------ DATASET

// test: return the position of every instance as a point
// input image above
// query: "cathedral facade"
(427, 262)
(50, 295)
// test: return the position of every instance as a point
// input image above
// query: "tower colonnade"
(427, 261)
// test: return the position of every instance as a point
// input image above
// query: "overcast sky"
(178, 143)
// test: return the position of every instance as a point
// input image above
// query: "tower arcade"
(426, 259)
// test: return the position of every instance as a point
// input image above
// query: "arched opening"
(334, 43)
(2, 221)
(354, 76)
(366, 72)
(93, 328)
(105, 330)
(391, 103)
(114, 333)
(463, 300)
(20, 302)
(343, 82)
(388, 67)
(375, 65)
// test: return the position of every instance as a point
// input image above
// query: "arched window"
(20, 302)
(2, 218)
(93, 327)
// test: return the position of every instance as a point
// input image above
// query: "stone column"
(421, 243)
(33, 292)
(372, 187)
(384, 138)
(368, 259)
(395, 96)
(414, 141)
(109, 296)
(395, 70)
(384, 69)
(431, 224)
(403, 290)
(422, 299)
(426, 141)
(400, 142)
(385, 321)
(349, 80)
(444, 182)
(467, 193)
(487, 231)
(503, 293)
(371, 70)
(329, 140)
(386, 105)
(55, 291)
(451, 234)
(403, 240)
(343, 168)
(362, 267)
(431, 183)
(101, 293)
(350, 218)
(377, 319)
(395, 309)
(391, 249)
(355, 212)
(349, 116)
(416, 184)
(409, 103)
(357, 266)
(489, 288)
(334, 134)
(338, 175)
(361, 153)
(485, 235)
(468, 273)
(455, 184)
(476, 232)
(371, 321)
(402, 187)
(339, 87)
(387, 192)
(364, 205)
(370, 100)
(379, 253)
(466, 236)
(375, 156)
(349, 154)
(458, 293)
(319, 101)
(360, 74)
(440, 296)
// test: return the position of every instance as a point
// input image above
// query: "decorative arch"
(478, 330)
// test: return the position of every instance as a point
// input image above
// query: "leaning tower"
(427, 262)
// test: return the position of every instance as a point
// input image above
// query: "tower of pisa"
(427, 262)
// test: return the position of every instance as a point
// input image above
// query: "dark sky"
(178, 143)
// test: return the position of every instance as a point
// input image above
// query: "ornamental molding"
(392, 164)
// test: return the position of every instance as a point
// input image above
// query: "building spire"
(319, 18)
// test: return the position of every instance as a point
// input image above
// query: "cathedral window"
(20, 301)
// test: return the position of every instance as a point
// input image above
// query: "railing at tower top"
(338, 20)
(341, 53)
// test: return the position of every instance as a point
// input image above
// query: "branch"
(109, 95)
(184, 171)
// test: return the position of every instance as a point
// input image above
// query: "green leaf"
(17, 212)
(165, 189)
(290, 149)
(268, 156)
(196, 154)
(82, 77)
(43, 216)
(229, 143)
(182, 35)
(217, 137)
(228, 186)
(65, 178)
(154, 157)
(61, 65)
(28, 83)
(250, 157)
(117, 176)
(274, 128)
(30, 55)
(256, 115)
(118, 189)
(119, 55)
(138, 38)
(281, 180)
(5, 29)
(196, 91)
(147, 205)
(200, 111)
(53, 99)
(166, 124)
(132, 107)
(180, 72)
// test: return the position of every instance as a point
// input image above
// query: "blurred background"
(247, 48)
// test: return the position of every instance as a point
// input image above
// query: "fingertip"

------------

**WHAT IS BEING ASKED:**
State how many lines of the entries above contain the word "cathedral". Reply with the number alone.

**THE OUTPUT:**
2